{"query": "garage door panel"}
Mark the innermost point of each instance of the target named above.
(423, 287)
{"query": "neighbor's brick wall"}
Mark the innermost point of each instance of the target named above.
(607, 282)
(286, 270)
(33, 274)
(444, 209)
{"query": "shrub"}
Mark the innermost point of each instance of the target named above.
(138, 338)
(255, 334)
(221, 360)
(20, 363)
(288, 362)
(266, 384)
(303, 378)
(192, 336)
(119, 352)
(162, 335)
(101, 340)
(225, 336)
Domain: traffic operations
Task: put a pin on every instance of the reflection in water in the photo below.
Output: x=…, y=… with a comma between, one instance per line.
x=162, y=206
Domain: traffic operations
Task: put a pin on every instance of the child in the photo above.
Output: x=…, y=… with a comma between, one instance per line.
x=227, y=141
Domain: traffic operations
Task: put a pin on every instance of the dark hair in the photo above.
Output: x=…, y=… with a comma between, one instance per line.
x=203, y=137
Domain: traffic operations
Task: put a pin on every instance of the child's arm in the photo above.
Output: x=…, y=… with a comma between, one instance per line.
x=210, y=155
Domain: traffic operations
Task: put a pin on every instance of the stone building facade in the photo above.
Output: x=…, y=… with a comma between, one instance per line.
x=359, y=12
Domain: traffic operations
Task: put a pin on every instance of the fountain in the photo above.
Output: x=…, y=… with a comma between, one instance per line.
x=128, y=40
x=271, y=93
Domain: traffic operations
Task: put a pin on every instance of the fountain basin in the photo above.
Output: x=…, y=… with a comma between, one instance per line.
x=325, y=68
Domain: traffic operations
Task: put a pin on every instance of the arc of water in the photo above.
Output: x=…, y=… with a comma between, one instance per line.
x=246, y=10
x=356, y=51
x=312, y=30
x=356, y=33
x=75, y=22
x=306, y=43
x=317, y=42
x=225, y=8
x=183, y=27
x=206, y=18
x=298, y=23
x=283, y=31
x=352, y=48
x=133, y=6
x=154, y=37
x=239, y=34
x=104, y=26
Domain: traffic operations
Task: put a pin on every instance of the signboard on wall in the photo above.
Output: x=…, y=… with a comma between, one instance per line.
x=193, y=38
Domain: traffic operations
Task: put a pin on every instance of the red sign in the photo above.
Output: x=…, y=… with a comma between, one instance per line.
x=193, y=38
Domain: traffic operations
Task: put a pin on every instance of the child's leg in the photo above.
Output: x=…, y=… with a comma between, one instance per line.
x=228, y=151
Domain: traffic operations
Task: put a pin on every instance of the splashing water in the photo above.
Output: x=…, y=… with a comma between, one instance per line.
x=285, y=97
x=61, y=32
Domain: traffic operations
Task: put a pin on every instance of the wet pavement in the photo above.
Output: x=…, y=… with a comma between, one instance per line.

**WORK REQUIRED:**
Rewrite every row above, replacing each "instance" with "occurrence" and leaving everything else unchanged.

**FINAL ANSWER:**
{"query": "garage door panel"}
Mark the innermost point of each occurrence of the target named above.
(423, 287)
{"query": "neighbor's brick wall"}
Mark the innermost point of each occurrence of the target named above.
(607, 282)
(286, 270)
(33, 274)
(444, 209)
{"query": "shrub"}
Mark the innermost point of each occurrence of the target named above.
(138, 338)
(255, 334)
(221, 360)
(20, 363)
(288, 362)
(266, 384)
(303, 378)
(192, 336)
(119, 352)
(162, 335)
(101, 340)
(225, 336)
Domain: traffic operations
Task: put a pin on every occurrence of the reflection in water in the photo below.
Output: x=…, y=… with a comma between, one occurrence per line.
x=162, y=206
Domain: traffic operations
Task: put a pin on every occurrence of the child in the photo above.
Output: x=…, y=… with a comma between, one occurrence per line.
x=227, y=141
Domain: traffic operations
Task: put a pin on every occurrence of the dark hair in the photo above.
Output: x=…, y=… with a comma between, one occurrence per line.
x=203, y=137
Domain: traffic operations
Task: put a pin on every occurrence of the child's arm in the photo above.
Output: x=…, y=… with a comma between, one occurrence per line.
x=210, y=155
Domain: traffic operations
Task: put a pin on every occurrence of the stone building facade in the photo above.
Output: x=…, y=… with a comma between, one occurrence per line.
x=359, y=12
Domain: traffic operations
Task: put a pin on every occurrence of the fountain in the photo above.
Output: x=…, y=… with a comma between, one occurrence per line.
x=128, y=40
x=271, y=93
Domain: traffic operations
Task: put a pin on every occurrence of the fountain basin in the photo above.
Output: x=…, y=… with a comma between, one occurrence per line.
x=325, y=68
Domain: traffic operations
Task: put a pin on every occurrence of the arc of water in the photo above.
Output: x=…, y=… with a comma between, one occurrence per line.
x=246, y=10
x=356, y=51
x=312, y=30
x=356, y=33
x=75, y=22
x=306, y=43
x=317, y=42
x=225, y=8
x=183, y=27
x=206, y=18
x=298, y=23
x=283, y=31
x=352, y=48
x=133, y=6
x=154, y=37
x=239, y=34
x=104, y=26
Domain: traffic operations
Task: put a pin on every occurrence of the signboard on wall in the photo above.
Output: x=…, y=… with a comma between, one occurrence per line.
x=193, y=38
Domain: traffic operations
Task: put a pin on every occurrence of the red sign in the photo above.
Output: x=…, y=… with a comma between, one occurrence per line.
x=193, y=38
Domain: traffic operations
Task: put a pin on every occurrence of the child's leg in the photo above.
Output: x=…, y=… with a comma between, one occurrence per line.
x=228, y=151
Domain: traffic operations
Task: put a pin on every occurrence of the splashing water in the photo above.
Output: x=…, y=… with a comma between, one occurrence per line.
x=285, y=97
x=61, y=32
Domain: traffic operations
Task: put a pin on every occurrence of the wet pavement in the photo above.
Output: x=…, y=… with a comma between, one occurrence per line.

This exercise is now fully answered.